*What the task requires*:
Present the part of the listing below that opens with the line containing "Put one point on every instance of the patch" and runs through the end of the listing as a Markdown table. Give it two columns, Row for a running line number and Entry for the line itself, and leave out any blank lines.

*Provided records*:

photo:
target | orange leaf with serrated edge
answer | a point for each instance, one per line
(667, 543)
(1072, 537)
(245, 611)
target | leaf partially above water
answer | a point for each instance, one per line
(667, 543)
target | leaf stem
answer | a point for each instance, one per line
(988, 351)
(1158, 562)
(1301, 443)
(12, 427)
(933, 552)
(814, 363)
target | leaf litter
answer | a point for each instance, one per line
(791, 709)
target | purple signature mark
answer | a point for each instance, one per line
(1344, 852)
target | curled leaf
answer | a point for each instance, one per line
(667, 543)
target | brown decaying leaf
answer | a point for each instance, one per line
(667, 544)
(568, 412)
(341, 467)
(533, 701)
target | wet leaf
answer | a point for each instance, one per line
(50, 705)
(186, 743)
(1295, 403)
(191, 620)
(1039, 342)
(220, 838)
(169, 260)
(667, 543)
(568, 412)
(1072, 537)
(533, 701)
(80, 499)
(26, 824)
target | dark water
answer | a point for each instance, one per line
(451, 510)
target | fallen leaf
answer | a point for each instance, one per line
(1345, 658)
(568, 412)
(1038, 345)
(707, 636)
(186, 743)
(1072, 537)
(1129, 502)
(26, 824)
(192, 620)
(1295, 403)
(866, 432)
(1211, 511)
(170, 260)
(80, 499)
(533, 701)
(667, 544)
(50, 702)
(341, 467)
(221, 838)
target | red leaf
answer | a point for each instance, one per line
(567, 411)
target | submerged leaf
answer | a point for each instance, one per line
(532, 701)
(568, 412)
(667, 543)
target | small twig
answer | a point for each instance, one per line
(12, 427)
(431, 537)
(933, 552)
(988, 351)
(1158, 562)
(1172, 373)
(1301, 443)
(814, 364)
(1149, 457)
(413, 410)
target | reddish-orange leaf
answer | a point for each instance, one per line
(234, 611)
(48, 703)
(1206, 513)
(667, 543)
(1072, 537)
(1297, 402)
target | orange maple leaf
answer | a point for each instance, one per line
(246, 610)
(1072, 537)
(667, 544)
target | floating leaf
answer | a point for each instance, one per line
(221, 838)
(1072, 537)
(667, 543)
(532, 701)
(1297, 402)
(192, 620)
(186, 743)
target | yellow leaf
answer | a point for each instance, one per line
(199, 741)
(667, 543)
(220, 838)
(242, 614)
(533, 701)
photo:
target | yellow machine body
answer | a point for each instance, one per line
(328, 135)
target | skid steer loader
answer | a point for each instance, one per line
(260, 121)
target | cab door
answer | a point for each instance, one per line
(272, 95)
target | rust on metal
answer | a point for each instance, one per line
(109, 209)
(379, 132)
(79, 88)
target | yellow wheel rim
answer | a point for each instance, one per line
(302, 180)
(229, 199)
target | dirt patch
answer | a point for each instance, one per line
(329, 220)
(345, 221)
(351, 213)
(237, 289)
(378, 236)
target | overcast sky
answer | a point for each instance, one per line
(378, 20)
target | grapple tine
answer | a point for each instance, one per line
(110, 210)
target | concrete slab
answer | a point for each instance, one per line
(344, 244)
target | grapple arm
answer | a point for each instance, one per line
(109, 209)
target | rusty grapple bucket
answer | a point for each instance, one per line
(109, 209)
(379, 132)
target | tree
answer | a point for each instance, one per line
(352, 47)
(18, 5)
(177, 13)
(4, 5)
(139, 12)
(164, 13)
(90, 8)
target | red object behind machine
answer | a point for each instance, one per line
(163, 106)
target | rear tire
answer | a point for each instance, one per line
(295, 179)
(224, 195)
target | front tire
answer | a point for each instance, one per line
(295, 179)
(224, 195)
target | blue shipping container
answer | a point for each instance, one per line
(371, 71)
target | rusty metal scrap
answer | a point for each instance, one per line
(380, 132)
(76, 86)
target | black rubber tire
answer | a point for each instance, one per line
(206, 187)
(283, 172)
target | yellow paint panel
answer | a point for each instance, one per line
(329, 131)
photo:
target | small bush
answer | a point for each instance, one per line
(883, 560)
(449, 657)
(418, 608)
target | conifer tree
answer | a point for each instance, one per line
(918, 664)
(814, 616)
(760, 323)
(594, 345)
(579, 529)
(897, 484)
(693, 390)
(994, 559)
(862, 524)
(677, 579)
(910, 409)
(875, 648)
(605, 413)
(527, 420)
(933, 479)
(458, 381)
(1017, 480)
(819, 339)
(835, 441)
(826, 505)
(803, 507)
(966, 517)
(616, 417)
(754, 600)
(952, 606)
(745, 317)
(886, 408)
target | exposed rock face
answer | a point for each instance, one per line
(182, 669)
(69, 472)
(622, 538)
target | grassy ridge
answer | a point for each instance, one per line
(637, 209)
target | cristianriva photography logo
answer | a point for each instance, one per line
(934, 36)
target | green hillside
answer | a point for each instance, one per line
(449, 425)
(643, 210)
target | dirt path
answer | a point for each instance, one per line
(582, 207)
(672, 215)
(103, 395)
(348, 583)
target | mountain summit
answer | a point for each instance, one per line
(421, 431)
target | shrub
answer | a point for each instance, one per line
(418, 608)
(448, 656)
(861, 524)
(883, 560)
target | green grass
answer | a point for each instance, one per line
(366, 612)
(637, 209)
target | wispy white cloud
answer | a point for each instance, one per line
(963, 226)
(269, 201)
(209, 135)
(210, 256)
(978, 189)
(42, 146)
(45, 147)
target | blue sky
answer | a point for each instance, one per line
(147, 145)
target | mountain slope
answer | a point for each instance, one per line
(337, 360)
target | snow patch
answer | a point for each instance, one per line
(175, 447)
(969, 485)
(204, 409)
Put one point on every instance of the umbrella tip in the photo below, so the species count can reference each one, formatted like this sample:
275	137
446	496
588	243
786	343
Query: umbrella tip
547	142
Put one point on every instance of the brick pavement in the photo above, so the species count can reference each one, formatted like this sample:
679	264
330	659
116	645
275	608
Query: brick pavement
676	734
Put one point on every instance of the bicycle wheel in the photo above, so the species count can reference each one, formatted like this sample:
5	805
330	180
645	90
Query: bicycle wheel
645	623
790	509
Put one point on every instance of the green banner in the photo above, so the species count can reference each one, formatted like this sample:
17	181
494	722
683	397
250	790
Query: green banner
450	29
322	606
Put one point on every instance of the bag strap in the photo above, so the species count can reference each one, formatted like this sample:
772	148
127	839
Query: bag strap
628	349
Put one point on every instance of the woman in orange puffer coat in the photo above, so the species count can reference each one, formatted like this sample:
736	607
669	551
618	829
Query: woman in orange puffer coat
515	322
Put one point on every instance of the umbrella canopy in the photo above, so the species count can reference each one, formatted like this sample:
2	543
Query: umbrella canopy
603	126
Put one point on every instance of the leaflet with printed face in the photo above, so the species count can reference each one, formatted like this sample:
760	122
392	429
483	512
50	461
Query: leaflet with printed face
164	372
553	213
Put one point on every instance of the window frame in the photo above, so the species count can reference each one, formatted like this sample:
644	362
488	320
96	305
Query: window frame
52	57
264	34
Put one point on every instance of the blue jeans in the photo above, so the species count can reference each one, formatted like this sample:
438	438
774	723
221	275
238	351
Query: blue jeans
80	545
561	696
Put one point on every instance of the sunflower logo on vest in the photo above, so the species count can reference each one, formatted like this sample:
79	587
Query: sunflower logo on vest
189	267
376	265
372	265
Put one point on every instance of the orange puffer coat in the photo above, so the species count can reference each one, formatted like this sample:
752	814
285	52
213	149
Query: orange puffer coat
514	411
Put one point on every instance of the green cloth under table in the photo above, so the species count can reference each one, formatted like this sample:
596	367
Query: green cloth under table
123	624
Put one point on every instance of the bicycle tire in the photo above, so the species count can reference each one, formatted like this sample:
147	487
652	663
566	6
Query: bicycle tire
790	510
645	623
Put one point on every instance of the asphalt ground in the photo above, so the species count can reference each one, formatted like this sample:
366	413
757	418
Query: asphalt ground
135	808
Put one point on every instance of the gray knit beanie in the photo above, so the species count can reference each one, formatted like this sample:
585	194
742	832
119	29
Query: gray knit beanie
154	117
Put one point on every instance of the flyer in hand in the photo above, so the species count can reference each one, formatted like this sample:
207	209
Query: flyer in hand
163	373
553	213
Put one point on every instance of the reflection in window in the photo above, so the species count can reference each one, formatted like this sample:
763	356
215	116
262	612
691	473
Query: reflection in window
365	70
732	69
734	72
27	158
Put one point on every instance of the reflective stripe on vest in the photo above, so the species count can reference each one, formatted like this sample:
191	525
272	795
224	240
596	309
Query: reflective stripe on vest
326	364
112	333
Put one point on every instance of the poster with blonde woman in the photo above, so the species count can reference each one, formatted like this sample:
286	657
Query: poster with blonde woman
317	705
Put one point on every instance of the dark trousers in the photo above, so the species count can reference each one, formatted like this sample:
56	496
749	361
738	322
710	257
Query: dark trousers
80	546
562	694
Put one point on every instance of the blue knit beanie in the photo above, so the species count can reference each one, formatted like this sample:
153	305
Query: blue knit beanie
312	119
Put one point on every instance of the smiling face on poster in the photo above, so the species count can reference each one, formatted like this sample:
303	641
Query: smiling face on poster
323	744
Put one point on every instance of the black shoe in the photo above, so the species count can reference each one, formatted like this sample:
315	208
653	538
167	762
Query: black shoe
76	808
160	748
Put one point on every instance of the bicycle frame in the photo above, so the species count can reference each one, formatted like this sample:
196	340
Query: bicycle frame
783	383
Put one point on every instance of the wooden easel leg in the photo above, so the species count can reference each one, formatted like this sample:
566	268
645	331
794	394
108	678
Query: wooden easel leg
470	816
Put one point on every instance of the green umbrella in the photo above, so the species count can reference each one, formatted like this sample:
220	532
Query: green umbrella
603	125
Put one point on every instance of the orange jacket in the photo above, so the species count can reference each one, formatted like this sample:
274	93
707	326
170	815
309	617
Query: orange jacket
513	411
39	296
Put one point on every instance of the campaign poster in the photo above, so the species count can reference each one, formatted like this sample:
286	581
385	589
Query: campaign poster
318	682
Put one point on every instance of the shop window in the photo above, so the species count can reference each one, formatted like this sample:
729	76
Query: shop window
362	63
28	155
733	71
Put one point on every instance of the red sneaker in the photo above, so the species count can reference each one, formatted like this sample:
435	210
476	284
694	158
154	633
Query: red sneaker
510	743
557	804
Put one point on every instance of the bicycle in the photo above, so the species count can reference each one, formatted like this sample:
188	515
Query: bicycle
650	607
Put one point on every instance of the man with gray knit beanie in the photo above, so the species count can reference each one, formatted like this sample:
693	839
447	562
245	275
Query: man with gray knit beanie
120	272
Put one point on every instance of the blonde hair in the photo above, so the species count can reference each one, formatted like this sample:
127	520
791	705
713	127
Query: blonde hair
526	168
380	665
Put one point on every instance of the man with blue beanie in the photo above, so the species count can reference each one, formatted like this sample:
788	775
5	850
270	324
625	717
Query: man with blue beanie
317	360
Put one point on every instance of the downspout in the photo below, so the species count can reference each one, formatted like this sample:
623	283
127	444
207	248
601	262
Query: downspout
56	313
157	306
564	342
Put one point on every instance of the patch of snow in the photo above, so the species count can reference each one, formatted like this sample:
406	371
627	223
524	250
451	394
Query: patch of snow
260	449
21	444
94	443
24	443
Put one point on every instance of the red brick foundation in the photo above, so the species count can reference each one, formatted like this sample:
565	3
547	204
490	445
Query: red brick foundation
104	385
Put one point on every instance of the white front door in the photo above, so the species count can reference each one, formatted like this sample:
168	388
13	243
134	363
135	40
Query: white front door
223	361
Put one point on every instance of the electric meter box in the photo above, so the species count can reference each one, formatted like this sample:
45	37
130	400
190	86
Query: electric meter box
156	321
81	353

*Solution to the exercise*:
| Row | Entry |
|---|---|
| 1 | Put one point on every instance of the patch of snow in the photo above, so the species count can reference each one, formatted like this sample: |
| 2 | 406	371 |
| 3 | 627	223 |
| 4 | 524	250 |
| 5 | 451	394 |
| 6 | Query: patch of snow |
| 7 | 260	449 |
| 8 | 21	444 |
| 9 | 94	443 |
| 10 | 24	443 |
| 11 | Put one point on every instance of the red brick foundation in the photo above, so the species count can reference each one, formatted like this sample: |
| 12 | 565	3 |
| 13 | 547	204 |
| 14 | 490	445 |
| 15 | Query: red brick foundation |
| 16 | 104	385 |
| 17 | Put one point on every instance of the white front door in the photo above, so the species count can reference each one, formatted like this sample: |
| 18 | 168	388 |
| 19 | 13	243 |
| 20 | 134	363 |
| 21 | 135	40 |
| 22 | Query: white front door |
| 23 | 223	361 |
| 24 | Put one point on every instance of the electric meter box in the photo above, so the species count can reference each one, formatted like this sample: |
| 25 | 45	37 |
| 26 | 130	400 |
| 27 | 190	86 |
| 28 | Query: electric meter box |
| 29 | 156	321 |
| 30 | 81	353 |